** TAREFA PROPOSTA A **
Pode reescrever o trecho da entrevista que começa em "Se juntassem os" e segue até "tiro ao lado?", substituindo "manifestação silenciosa" por "vigília silenciosa"?
** TAREFA PROPOSTA B **
Responda, com base na entrevista:
(i) Em que mês os três sindicatos enviaram uma carta ao ministro?
(ii) O que é que o SPAC já está a negociar?
(iii) Quem foi buscar a atual administradora?
** TAREFA PROPOSTA C **
Como prosseguiria a entrevista sobre a greve na aviação depois da última pergunta? Escreva a continuação.

** TEXTO DE REFERÊNCIA **
=-=-=

Se juntassem os pilotos, a greve não teria mais impacto? 
Cada um tem os seus timings. Em agosto, o Sindicato dos Técnicos de Manutenção de Aeronaves (SITEMA), o Sindicato dos Pilotos da Aviação Civil (SPAC) e o Sindicato Nacional do Pessoal de Voo da Aviação Civil (SNPVAC) enviámos enviámos uma carta ao ministro e fizemos uma manifestação silenciosa, que ocorreu junto do ministério. A estratégia do SPAC é outra, já estão a negociar o Acordo de Empresa e entendem que existem fundamentos e princípios para poderem renegociar. Respeito as duas estratégias.

Acusou as anteriores administrações de erros. Na altura, quando Pedro Nuno Santos foi buscar a atual administradora, disse que iria buscar os melhores do mercado. Foi um tiro ao lado?

=-=-=

** EXCERTOS DO MATERIAL **

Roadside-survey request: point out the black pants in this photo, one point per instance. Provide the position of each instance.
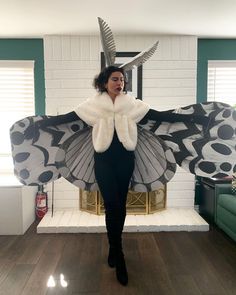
(113, 170)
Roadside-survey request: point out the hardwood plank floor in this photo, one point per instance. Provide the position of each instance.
(178, 263)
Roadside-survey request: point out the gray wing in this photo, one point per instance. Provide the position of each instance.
(108, 43)
(141, 58)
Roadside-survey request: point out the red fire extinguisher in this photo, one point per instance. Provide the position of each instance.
(41, 203)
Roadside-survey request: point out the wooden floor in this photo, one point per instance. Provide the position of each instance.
(158, 263)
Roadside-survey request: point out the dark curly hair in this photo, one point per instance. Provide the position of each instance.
(101, 79)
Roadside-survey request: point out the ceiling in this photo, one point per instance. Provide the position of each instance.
(202, 18)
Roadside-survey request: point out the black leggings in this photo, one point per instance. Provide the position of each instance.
(113, 173)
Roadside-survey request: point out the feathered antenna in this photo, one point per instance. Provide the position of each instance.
(141, 58)
(108, 43)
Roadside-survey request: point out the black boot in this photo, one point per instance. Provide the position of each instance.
(111, 257)
(121, 271)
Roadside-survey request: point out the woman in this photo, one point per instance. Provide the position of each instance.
(114, 116)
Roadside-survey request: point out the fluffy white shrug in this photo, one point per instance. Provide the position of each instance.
(105, 116)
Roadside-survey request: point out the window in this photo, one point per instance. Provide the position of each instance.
(222, 81)
(17, 102)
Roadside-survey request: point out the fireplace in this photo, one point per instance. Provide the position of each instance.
(137, 202)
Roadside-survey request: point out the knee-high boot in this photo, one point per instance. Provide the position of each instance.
(115, 223)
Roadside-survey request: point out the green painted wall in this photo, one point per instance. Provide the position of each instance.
(211, 49)
(28, 49)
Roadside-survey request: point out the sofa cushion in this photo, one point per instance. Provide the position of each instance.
(228, 202)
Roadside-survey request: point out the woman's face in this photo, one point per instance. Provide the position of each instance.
(115, 84)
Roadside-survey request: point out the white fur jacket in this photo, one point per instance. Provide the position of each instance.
(105, 116)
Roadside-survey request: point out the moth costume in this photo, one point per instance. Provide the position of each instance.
(125, 144)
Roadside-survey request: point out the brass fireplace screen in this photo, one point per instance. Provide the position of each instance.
(137, 203)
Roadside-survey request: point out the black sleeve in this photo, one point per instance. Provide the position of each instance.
(60, 119)
(168, 116)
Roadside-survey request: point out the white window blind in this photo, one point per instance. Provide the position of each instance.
(16, 102)
(222, 81)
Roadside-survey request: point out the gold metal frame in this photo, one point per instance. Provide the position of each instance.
(137, 202)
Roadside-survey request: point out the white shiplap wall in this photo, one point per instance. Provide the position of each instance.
(169, 81)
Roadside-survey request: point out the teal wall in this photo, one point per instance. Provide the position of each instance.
(28, 49)
(211, 49)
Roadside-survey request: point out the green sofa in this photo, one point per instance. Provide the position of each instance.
(225, 209)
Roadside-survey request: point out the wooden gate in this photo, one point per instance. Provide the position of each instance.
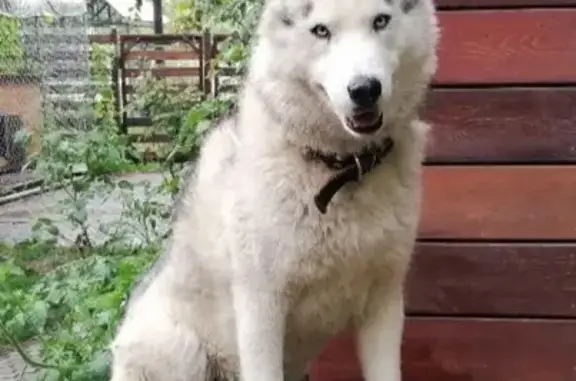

=-=-=

** RESPOSTA ESPERADA A **
Se juntassem os pilotos, a greve não teria mais impacto? 
Cada um tem os seus timings. Em agosto, o Sindicato dos Técnicos de Manutenção de Aeronaves (SITEMA), o Sindicato dos Pilotos da Aviação Civil (SPAC) e o Sindicato Nacional do Pessoal de Voo da Aviação Civil (SNPVAC) enviámos enviámos uma carta ao ministro e fizemos uma vigília silenciosa, que ocorreu junto do ministério. A estratégia do SPAC é outra, já estão a negociar o Acordo de Empresa e entendem que existem fundamentos e princípios para poderem renegociar. Respeito as duas estratégias.

Acusou as anteriores administrações de erros. Na altura, quando Pedro Nuno Santos foi buscar a atual administradora, disse que iria buscar os melhores do mercado. Foi um tiro ao lado?

** RESPOSTA ESPERADA B **
(i) Em agosto.
(ii) O Acordo de Empresa.
(iii) Pedro Nuno Santos.

** RESPOSTA ESPERADA C **
Não sei qual foi o contrato que foi feito, não sei se está ou não a atingir os objetivos pretendidos. Se o objetivo de Christine Ourmières-Widene era conseguir recuperar a empresa e manter a paz social então não está a conseguir. A mensagem não passa e se isso era um dos objetivos então algo está mal. Se o objetivo é recuperar a empresa operacionalmente para poder vendê-la a comprador – em sistema semi-privado ou privatizada totalmente ou encontrar um parceiro – então se calhar está a fazer o trabalho que era pretendido. Como diretor sindical, como trabalhador do grupo TAP, digo que o objetivo principal de uma administração é garantir a paz social. Uma empresa como a TAP tem características próprias de uma empresa de sua grandeza, mas também tem funções sociais e humanas. Não é uma empresa privada. Há certos voos que fazemos porque somos obrigados a fazer. Temos que ir para a Horta vários dias, por exemplo, por questões insulares. 

É uma espécie de serviço público? 
Exatamente, e a TAP nunca poderá ser desligada disso. Acho que sou o único diretor sindical – nunca ninguém fala nisso – que não percebe porque é que não há uma maior aposta no Porto. Se a Ryanair e a easyJet estão lá. Se calhar era uma maneira de recuperar alguns slots que foram perdidos em Lisboa.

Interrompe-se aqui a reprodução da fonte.